◆ **What is required**
Copy the stretch of material that starts with the line containing "is: orange flame" and ends with the line containing "[0,0,467,278]", both lines included, with nothing changed.
◇ ◇ ◇ ◇ ◇
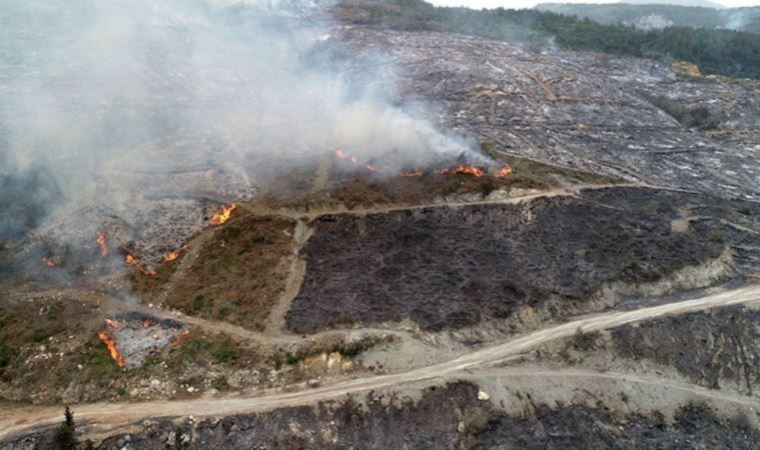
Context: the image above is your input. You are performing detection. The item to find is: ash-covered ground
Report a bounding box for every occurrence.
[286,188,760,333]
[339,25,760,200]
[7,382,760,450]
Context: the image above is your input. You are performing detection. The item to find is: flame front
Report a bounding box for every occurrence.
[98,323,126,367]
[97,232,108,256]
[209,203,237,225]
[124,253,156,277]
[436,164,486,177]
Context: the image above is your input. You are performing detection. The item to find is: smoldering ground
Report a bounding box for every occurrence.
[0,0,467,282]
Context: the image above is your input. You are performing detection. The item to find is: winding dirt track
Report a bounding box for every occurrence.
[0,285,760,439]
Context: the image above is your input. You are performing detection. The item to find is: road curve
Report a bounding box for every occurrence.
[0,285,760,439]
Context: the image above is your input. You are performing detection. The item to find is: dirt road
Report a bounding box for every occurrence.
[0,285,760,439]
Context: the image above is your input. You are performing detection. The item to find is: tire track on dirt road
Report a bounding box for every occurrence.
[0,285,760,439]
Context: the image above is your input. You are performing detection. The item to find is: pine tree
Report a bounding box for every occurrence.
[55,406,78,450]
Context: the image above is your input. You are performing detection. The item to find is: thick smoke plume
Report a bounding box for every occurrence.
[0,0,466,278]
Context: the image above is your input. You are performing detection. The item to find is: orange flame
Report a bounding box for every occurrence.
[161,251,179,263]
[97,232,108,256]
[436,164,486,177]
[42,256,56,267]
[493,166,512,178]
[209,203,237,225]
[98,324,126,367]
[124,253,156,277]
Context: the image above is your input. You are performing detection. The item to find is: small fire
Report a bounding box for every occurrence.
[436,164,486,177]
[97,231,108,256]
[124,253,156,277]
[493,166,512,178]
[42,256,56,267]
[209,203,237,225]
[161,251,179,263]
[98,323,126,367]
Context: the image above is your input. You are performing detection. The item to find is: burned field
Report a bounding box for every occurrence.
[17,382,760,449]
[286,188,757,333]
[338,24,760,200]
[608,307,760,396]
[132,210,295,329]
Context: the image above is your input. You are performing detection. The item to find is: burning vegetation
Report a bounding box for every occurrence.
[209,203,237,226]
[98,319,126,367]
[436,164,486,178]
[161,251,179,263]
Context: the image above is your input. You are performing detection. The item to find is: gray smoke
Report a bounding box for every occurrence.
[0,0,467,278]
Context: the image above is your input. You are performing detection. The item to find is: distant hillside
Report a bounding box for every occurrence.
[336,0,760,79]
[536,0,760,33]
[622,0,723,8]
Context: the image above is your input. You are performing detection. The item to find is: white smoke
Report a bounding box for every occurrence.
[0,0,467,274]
◇ ◇ ◇ ◇ ◇
◆ **Solution to this problem**
Context: the image above is your input. You are performing detection. The item to find is: orange flame
Report a bounding box for every occurrence.
[161,251,179,263]
[97,232,108,256]
[436,164,486,177]
[42,256,56,267]
[493,166,512,178]
[209,203,237,225]
[98,324,126,367]
[124,253,156,277]
Context: the image above is your input. You are performing detection. The item to find is: small fire
Report a bounding box for every occurrence.
[436,164,486,177]
[97,231,108,256]
[124,253,156,277]
[493,166,512,178]
[42,256,56,267]
[209,203,237,225]
[161,251,179,263]
[98,323,126,367]
Context: the image above is your input. You are performing detection. The item to find is: burned field
Report a bounding box for every occurrence.
[17,382,760,449]
[286,188,757,333]
[338,24,760,200]
[608,307,760,396]
[132,210,295,329]
Context: the image above is your input. You are performing detection. The item to find is: burning vegetation
Report a bounding box for every occurrence.
[209,203,237,226]
[98,319,126,367]
[436,164,486,178]
[161,251,179,263]
Context: the image above is your input. You are performing detection. The item to find is: gray smoke
Report a bounding box for every occurrence.
[0,0,467,278]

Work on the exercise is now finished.